Arrange all of the rows below as a single numbered list, omitting any blank lines.

▼▼▼

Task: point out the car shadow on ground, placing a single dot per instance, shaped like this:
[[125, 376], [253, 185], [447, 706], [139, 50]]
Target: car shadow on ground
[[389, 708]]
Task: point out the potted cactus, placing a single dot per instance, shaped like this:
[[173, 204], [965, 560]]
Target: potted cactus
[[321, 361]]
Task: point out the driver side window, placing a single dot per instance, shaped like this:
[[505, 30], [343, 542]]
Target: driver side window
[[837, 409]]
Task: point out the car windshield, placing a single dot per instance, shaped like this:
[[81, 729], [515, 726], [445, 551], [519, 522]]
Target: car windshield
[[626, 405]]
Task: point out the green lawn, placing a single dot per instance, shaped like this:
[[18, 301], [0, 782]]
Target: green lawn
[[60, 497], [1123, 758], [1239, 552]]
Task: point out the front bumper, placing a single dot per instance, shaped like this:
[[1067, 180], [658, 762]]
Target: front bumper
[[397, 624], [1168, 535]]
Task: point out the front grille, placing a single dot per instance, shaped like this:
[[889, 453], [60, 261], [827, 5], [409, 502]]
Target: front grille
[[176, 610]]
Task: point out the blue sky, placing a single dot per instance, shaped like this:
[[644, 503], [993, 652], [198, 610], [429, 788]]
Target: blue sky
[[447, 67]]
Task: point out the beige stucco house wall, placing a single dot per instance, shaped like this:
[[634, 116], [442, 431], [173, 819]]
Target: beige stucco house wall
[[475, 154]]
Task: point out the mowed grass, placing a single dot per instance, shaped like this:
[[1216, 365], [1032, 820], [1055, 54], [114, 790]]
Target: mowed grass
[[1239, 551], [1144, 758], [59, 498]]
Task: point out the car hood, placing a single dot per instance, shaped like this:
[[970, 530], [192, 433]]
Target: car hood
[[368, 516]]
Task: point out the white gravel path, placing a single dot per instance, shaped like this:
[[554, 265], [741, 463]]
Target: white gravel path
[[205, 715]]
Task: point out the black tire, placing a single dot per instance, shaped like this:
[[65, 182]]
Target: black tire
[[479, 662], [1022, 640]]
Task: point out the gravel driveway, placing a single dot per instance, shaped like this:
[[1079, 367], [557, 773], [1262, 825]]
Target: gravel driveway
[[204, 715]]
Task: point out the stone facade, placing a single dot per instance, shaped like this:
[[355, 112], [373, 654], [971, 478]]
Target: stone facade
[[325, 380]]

▲▲▲

-- Response --
1. Task: point out the car shadow on ground, placing a single dot per instance, shaped like this:
2. [[125, 376], [253, 185], [447, 706], [139, 50]]
3. Target: car shadow on ground
4. [[389, 708]]
5. Task: point out the potted cactus, placing a single dot per instance, shaped like this:
6. [[173, 204], [965, 560]]
7. Target: potted cactus
8. [[321, 361]]
9. Task: point out the driver side window, placing a single dot per instance, shaped like this:
10. [[505, 30], [343, 542]]
11. Target: driver side window
12. [[837, 409]]
13. Task: point out the car windshield, placing a single dot per instance, shaped like this:
14. [[81, 729], [515, 726], [445, 551], [519, 522]]
15. Target: car windshield
16. [[626, 405]]
17. Task: point out the green lawn, placing a single dot per instance, shaped like this:
18. [[18, 301], [0, 782]]
19. Target: green lawn
20. [[60, 497], [1123, 758], [1239, 552]]
21. Task: point out the front bumper, placing a single dot per instance, shaped like this:
22. [[1067, 180], [658, 762]]
23. Target: front bumper
24. [[397, 624], [1168, 535]]
25. Task: point out the front grille, placing a single dot per instance, shaped like this:
26. [[889, 453], [60, 261], [827, 5], [409, 502]]
27. Target: front grille
28. [[176, 610]]
29. Task: point out the blue sky, placing a single dot per instance, shaped like this:
30. [[644, 503], [993, 652], [198, 610], [429, 788]]
31. Target: blue sky
32. [[447, 67]]
33. Task: point out the beige stucco house wall, placing a single dot per instance, shaped like this:
34. [[634, 116], [442, 431], [173, 819]]
35. Target: beige stucco house wall
36. [[475, 154]]
37. Task: point out the mowed grass, placing a single dot per instance, shaped like this:
38. [[1216, 365], [1032, 820], [1055, 54], [114, 790]]
39. Target: mowed grass
40. [[1239, 551], [1144, 758], [59, 498]]
41. Task: point out the car hood, placing a single dot per instance, shaped like this:
42. [[970, 530], [192, 433]]
43. Target: car hood
44. [[368, 516]]
45. Task: point out the white gravel path, placing a single dot per instance, shaped like this:
46. [[554, 265], [741, 463]]
47. Target: white gravel path
48. [[205, 715]]
49. Task: point out the black tire, placing a single dot per instance, shaped like this:
50. [[65, 182]]
51. Target: black tire
52. [[479, 662], [1022, 640]]
53. Task: point out the gravel driveway, placing a single dot per instance, shaped like this:
54. [[1079, 367], [557, 773], [1262, 825]]
55. Target: gravel driveway
56. [[204, 715]]
57. Task: point out the stone facade, placing a single dot per instance, shaped like this:
58. [[355, 112], [373, 654], [971, 478]]
59. Target: stone facade
60. [[325, 380]]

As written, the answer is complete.